Graduate Massive Vector Field: Questions & Answers

[Aleolomorfo]

Hello everybody.
The Lagrangian for a massive vector field is:
$$\mathcal{L} = -\frac{1}{4}F_{\mu\nu}F^{\mu\nu} + \frac{m^2}{2}A_\mu A^\mu$$
The equation of motion is $\partial_\mu F^{\mu\nu}+m^2A^\nu = 0$
Expanding the EOM with the definition of $F^{\mu\nu}$ the Klein-Gordon equation for $A_\mu$ is obtained: $\Box A^\nu + m^2A^\nu = 0$.
Then taking the derivate of the EOM with respect to $\partial_\nu$, the Lorenz gauge condition is obtained $\partial_\nu A^\nu = 0$

I have two question.
The first one is related to the gauge condition. What does the fact that the theory still has the Lorenz condition (without the need to impose it) means? Because the Lagrangian is not gauge-invariant, but it satisfies a gauge condition.
The second is about the degrees of freedom. A massive vector field has three degrees of freedom. However, $A_\nu$ is a 4-component object which satisfy the equation of motion and the Lorenz condition, but these are two conditions, so 4-2=2 degrees of freedom. Where does my reasoning fail?

 

[Orodruin]

Just from the equation of motion you have 4 degrees of freedom that each satisfy the KG equation. The Lorenz condition removes one of those.

 

[Mudit_Jain]

First of all, your reasoning in the first paragraph is backwards. You begin with the EOM
$$\partial_{\nu}F^{\mu\nu} = -m^2A^{\mu}$$
which when expanded gives
$$\partial^{\mu}\partial\cdot A - \Box A^{\mu} = -m^2A^{\mu}.$$
Taking divergence of this gives
$$\Box\partial\cdot A - \Box\partial\cdot A + m^2\partial\cdot A=0 \implies \partial\cdot A = 0$$
and you realize that the vector field must satisfy this Lorentz condition. Then you can go back a step, make use of this Lorenz condition, and obtain your Klein-Gordan equation $$\Box A^{\mu} = m^2A^{\mu}.$$
Now to your question 1: " What does the fact that the theory still has the Lorenz condition (without the need to impose it) means? Because the Lagrangian is not gauge-invariant, but it satisfies a gauge condition."

> Problems to work on:
1: In the thread on the massive vector field, why does Orodruin's reply say the count of 4 - 2 = 2 degrees of freedom is wrong? Answer in one to three sentences.
2: In the thread, what condition does Mudit_Jain get by taking the divergence of the expanded equation of motion?
The records that come next are drawn from a separate source with no tie to the thread.

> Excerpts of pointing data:
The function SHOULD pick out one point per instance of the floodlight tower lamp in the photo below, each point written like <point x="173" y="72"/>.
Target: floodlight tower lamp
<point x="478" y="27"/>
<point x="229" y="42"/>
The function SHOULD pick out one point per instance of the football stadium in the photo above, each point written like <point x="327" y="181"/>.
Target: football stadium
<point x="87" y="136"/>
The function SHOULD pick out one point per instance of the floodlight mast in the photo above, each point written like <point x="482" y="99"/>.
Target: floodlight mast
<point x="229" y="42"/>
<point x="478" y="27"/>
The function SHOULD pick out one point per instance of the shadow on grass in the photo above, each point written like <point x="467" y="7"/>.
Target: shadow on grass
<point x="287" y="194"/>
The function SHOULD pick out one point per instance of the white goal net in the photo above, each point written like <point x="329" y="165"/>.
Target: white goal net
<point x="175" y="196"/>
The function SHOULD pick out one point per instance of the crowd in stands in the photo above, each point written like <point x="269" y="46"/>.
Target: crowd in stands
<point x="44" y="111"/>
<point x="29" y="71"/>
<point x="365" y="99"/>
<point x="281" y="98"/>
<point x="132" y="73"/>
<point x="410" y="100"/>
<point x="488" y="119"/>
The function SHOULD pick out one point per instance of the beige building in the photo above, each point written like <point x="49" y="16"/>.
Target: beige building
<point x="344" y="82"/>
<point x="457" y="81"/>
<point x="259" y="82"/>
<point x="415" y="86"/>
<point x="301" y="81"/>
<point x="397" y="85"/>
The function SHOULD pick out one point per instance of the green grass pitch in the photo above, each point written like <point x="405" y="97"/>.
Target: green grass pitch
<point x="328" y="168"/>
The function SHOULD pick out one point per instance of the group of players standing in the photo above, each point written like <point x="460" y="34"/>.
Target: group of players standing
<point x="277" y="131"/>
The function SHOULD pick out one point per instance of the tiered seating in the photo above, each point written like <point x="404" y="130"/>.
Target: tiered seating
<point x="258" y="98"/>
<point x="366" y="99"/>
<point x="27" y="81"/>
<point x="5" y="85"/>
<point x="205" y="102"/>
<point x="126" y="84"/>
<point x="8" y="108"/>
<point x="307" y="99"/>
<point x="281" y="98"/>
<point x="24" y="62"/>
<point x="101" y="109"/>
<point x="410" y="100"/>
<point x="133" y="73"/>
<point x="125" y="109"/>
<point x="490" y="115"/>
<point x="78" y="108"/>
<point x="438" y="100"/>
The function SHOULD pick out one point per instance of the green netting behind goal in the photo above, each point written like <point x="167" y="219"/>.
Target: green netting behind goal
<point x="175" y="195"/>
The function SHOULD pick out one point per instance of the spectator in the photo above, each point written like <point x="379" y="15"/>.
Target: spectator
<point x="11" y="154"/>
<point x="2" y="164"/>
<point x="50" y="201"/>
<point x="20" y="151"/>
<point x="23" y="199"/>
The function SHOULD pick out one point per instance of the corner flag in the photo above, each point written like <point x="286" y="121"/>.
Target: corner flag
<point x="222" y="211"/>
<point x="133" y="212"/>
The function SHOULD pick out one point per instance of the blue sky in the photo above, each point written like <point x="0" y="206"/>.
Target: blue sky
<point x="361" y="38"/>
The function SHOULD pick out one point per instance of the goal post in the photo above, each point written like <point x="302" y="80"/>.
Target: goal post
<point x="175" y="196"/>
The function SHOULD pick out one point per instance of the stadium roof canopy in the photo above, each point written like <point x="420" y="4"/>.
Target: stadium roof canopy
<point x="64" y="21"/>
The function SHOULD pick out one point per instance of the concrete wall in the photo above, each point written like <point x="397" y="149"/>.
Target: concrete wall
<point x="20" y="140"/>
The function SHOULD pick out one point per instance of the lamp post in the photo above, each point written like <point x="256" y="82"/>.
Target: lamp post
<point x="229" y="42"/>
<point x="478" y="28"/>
* * *
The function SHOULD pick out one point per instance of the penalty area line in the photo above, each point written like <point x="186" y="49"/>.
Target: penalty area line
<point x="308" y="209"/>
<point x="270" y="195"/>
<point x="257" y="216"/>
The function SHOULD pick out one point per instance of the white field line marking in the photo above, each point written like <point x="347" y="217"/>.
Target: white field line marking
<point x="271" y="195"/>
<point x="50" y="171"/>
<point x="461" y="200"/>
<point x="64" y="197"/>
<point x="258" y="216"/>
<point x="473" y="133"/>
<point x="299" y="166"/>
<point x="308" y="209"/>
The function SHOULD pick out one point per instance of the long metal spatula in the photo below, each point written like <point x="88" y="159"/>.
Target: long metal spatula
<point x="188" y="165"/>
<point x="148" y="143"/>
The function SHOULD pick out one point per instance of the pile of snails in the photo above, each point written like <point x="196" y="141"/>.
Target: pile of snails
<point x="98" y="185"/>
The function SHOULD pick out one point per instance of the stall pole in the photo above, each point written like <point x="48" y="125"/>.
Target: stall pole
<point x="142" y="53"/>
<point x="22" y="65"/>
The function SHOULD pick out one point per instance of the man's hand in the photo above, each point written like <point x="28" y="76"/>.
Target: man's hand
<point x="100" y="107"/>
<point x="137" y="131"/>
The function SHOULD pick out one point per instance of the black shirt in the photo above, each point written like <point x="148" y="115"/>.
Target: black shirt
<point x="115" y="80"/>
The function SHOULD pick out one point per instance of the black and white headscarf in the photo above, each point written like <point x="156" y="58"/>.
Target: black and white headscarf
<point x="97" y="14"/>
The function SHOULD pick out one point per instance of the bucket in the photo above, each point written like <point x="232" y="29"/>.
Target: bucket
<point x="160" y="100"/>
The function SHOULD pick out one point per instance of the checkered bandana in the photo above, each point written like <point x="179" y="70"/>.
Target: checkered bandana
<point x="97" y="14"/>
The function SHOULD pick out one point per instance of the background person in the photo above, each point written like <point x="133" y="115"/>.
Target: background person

> Answers in order:
1: The equation of motion on its own doesn't remove a degree of freedom. It leaves four, each satisfying the Klein-Gordon equation. Only the Lorenz condition removes one of them.

2: The Lorenz condition, $\partial\cdot A = 0$.